**Текст страницы**:
Насколько ухудшились условия жизни в данном отношении специально среди студенчества, видно и из того, что осенью 1901 года значительное число профессоров и врачей - и среди них были известные специалисты - обратились с воззванием к немецкому студенчеству, указывая ему печальные последствия половых эксцессов и предостерегая его от чрезмерного употребления алкоголя, действующего во многих случаях возбуждающе на половую распущенность. В конце концов понимают, что скрывать все это больше нельзя, надо называть вещи своими именами, чтобы хоть сколько-нибудь остановить несчастье, всех последствий которого нельзя и охватить. И другим классам следует принять близко к сердцу эти предупреждения.

«Грех твой взыщется на твоем потомстве до третьего и четвертого поколения». Это изречение Библии буквально относится к распутному, венерически больному мужчине, но, к сожалению, и к его невиновной жене.

Апоплексические удары у молодых мужчин, а также у женщин, туберкулез спинного мозга и размягчение головного мозга, различные нервные болезни, болезни глаз, костоед и воспаление кишек, бесплодие и хилость основываются часто не на чем ином, как на запущенном, неузнанном, по понятным причинам скрытом сифилисе... При настоящем порядке вещей незнание и легкомыслие приводят к тому, что из цветущих дочерей страны делают Хилых, увядших существ, которые должны расплачиваться тяжестью своих хронических женских болезней за предбрачное и внебрачное распутство своих супругов». А доктор А. Блашко говорит: «Эпидемии, каковы холера и оспа, дифтерит и тиф, действие которых в их внезапности непосредственно бросается каждому в глаза, являются ужасом для населения, хотя они по зловредности едва ли могут сравниться с сифилисом, а по распространению далеко отстают от него... А между тем к сифилису общество относится, можно сказать, с ужасающим равнодушием». Вся беда в том, что считается «неприличным» открыто говорить о подобных вещах. Даже немецкий рейхстаг не мог решиться внести в закон требование, чтобы кассы страхования на случай болезни заботились о венерических больных так же, как о других больных.

**Представленный материал**:
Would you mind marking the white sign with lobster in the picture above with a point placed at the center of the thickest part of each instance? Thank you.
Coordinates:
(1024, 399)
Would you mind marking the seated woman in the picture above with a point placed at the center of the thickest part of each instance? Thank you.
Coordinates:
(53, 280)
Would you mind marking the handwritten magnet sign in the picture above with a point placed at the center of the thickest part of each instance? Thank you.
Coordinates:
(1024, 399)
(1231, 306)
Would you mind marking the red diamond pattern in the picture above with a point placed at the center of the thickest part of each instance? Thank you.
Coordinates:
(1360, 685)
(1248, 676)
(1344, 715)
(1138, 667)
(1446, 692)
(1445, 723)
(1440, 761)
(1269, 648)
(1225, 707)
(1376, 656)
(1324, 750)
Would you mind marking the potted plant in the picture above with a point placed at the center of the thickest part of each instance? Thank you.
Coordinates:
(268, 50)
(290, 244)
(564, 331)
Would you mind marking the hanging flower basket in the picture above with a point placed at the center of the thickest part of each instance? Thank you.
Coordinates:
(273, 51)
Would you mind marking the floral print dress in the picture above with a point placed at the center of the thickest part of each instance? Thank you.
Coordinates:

* * *

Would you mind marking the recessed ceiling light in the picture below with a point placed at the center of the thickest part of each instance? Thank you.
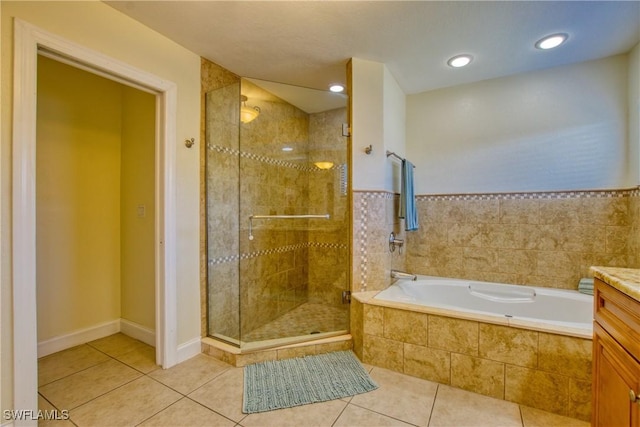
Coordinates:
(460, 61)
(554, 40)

**Что сделать**:
1 > Ответьте на вопросы по тексту о венерических болезнях:
(a) Когда профессора и врачи обратились с воззванием к немецкому студенчеству?
(b) Какие эпидемии перечисляет доктор А. Блашко?
(c) Какое требование немецкий рейхстаг не решился внести в закон?
2 > Допишите текст о венерических болезнях, начав сразу после его последнего предложения.

**Ответы по порядку**:
1 >
(a) Осенью 1901 года.
(b) Холеру, оспу, дифтерит и тиф.
(c) Требование, чтобы кассы страхования на случай болезни заботились о венерических больных так же, как о других больных.

2 >
Сифилитический яд в своем действии самый упорный, и удалить его из организма труднее всякого другого яда; часто через много лет после того, как болезнь прошла и выздоровевший думает, что уничтожен всякий ее след, последствия все же проявляются у женщин в браке или у новорожденных, и масса болезней жен и детей обязана своим происхождением венерическим болезням мужа или отца. В петиции, поданной осенью 1899 года в рейхстаг обществом для защиты юношества, указывается, что в Германии 30 тысяч детей слепы от рождения вследствие заражения гонореей (триппером) и что у 50 процентов бездетных жен тою же причиною объясняется их бесплодие. Число бездетных браков действительно ужасающе велико, и оно постоянно увеличивается. Слабоумие детей точно так же часто объясняется этой же причиной, а какое несчастье может принести ничтожная капля сифилитической крови при прививке оспы, об этом свидетельствуют яркие примеры.

Большое число страдающих венерическими болезнями еще раз напоминает о необходимости издания имперского закона, который предписывал бы специально лечение венерических больных, но до сих пор не могут еще решиться на подобный шаг, вероятно из страха перед громадностью зла, которое выступило бы тогда на свет. В кругах специалистов пришли вообще к убеждению, что триппер, который раньше рассматривался как невинное заболевание, является чрезвычайно опасной болезнью. Нередко кажется, что он излечен, а между тем он продолжает свое действие в человеческом организме. Так, например, по словам доктора Блашко на лекции в Берлине 20 февраля 1898 года, при полицейско-медицинских осмотрах в Берлине лишь у одной четверти или самое большее у одной трети больных триппером проституток таковой действительно узнается. Фактически огромное большинство проституток больны триппером, но при контроле он констатируется лишь у небольшой части. И так как из этой части лишь немногие выздоравливают, то общество находится здесь перед лицом бедствия, против которого в настоящее время нет никаких средств, но которое угрожает тяжелыми последствиями, в особенности женской части населения.